REQUIRED ACTIONS:
A – In the viral vector claims, what two kinds of viruses can the replication defective virus in claim 7 be selected from?
B – Translate this sentence from the viral vector claims into Spanish: "The viral vector of claim 1 , wherein the viral vector nucleic acid backbone comprises a portion of a replication defective virus selected from the group consisting of RNA and DNA viruses."
C – Recast the paragraph of the viral vector claims that begins "6. The viral vector" as a short lead-in followed by a bulleted list.

··· DOCUMENT EXCERPT ···

5. The viral vector of claim 1 , wherein the stem cell responsive promoter element is selected from the group of promoters consisting of CMV promoters, HSV-1 promoters, HSV-2 promoters, cardiac sodium-calcium exchanger (NCX1 ) promoters, muscle MyoD promoters, connective tissue collagenase A2 (col A2) promoters, ubiquitous phosphoglycerate kinase (PGK) promoters, cardiomyocyte atrial natriuretic factor (ANF) promoters, cardiac ventricular myosin light chain (MLC2v) promoters, the type Il alveolar epithelial cell (AT-2)-specific promoters and human surfactant protein C (SP-C) promoters.

6. The viral vector of claim 1 , wherein the stem cell non-responsive promoter element is selected from the group of promoters consisting of EF1 alpha promoters, Ubiquitin-C promoters, retroviral LTR promoters, actin promoters, ATP synthase promoters, microglobulin promoters and IRES promoters.

7. The viral vector of claim 1 , wherein the viral vector nucleic acid backbone comprises a portion of a replication defective virus selected from the group consisting of RNA and DNA viruses.

··· RECORD EXCERPTS ···

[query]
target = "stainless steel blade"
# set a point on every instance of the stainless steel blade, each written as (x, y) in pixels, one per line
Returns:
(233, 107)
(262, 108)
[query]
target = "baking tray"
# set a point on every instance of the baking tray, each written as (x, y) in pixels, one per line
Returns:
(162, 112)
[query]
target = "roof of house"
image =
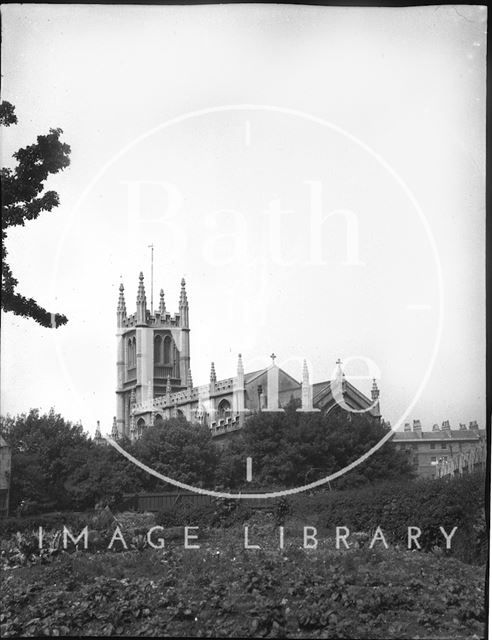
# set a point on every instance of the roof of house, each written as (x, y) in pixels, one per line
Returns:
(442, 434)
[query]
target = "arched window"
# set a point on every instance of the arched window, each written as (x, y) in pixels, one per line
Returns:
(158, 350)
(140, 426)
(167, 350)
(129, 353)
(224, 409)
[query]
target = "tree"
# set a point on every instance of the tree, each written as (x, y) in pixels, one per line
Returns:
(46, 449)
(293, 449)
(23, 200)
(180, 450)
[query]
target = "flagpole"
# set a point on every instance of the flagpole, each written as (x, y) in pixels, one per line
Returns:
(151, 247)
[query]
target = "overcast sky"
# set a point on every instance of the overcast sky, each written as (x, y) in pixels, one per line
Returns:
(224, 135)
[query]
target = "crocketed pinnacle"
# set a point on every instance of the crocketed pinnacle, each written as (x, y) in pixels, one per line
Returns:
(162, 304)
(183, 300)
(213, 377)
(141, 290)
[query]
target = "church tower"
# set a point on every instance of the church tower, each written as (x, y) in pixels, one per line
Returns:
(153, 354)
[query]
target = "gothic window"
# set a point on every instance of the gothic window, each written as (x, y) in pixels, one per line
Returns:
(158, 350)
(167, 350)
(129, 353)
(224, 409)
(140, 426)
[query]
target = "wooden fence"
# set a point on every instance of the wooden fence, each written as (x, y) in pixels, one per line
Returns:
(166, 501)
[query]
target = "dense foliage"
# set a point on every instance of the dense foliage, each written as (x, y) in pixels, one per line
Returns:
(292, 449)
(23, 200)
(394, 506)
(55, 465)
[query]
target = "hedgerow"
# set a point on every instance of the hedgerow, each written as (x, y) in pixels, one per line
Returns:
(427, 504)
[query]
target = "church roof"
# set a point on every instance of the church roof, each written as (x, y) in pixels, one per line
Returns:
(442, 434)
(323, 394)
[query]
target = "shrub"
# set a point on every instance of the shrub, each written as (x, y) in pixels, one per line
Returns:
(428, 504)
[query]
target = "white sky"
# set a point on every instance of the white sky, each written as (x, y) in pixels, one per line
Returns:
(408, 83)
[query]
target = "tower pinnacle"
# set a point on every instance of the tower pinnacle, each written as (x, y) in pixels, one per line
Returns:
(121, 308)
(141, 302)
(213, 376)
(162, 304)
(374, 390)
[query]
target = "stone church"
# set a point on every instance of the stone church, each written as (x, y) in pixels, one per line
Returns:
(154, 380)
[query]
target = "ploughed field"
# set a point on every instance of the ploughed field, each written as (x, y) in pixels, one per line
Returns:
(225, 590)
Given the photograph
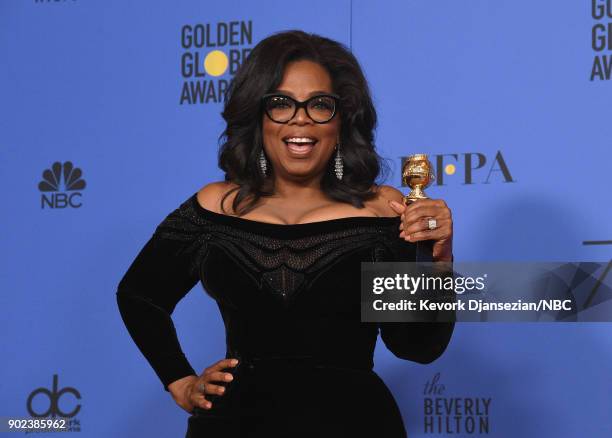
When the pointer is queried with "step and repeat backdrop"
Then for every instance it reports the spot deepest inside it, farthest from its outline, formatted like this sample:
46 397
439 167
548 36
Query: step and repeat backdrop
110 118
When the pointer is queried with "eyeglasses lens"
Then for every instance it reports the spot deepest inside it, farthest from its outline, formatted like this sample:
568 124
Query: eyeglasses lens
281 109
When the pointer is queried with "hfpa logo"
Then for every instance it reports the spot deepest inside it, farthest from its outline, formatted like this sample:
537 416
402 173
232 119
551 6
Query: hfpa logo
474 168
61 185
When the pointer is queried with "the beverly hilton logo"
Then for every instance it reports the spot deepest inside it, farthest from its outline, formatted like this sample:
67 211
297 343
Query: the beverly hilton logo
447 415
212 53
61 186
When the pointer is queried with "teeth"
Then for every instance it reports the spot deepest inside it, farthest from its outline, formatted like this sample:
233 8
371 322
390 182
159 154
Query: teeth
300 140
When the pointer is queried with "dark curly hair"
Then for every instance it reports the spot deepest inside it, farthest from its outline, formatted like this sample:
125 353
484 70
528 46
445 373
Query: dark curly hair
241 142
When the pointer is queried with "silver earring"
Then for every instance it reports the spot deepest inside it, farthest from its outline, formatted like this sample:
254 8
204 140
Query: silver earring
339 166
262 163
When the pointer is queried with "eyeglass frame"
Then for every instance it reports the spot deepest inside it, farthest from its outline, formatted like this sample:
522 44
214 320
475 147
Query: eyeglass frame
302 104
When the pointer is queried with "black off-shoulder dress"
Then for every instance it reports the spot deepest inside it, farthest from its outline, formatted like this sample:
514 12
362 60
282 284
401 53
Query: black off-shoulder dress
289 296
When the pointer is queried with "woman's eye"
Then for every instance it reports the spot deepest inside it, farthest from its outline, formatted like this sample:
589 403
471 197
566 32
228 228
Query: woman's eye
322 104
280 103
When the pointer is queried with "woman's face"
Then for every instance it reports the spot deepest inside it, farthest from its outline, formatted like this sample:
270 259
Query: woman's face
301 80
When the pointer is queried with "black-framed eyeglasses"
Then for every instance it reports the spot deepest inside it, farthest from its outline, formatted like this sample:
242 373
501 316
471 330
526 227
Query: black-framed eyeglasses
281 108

···
··· RECORD EXCERPTS ···

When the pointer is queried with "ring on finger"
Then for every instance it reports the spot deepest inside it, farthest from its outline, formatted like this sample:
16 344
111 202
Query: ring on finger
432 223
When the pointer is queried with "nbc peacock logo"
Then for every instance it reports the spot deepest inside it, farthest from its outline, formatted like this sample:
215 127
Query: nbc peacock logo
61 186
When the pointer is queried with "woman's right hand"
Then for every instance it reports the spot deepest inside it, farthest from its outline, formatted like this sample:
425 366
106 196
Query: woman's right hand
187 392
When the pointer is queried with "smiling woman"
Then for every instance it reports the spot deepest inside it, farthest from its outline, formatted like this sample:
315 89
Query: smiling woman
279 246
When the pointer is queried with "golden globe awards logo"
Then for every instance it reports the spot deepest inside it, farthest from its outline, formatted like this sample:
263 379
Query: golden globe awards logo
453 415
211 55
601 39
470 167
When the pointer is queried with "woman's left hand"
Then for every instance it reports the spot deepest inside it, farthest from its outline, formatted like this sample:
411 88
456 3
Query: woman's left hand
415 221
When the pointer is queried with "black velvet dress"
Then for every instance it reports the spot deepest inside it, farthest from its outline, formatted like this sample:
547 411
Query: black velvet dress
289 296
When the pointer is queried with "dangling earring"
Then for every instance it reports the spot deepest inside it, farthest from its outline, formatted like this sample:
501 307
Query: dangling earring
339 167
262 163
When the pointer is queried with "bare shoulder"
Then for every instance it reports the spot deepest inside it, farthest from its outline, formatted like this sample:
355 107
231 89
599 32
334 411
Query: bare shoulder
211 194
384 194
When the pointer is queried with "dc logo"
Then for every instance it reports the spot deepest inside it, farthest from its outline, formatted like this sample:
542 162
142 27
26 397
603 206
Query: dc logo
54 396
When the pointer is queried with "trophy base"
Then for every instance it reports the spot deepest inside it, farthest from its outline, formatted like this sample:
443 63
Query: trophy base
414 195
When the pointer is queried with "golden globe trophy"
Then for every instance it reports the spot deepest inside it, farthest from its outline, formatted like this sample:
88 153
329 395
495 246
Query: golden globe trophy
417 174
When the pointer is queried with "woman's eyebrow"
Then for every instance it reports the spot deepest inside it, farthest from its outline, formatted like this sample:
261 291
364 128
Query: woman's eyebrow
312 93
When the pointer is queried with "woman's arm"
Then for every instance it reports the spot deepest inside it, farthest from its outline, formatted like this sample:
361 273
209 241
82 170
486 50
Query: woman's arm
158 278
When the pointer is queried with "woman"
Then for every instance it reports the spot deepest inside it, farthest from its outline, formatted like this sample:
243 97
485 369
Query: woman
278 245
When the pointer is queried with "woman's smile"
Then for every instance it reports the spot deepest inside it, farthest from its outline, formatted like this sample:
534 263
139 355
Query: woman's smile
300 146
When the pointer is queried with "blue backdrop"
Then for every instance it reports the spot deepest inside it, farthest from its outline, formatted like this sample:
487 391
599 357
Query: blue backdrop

···

RESPONSES:
A – RNA and DNA viruses.

B – El vector viral de la reivindicación 1, en el que el esqueleto de ácido nucleico del vector viral comprende una porción de un virus defectivo en replicación seleccionado del grupo que consiste en virus de ARN y de ADN.

C –
In the viral vector of claim 1, the stem cell non-responsive promoter element is chosen from:
- EF1 alpha promoters
- Ubiquitin-C promoters
- retroviral LTR promoters
- actin promoters
- ATP synthase promoters
- microglobulin promoters
- IRES promoters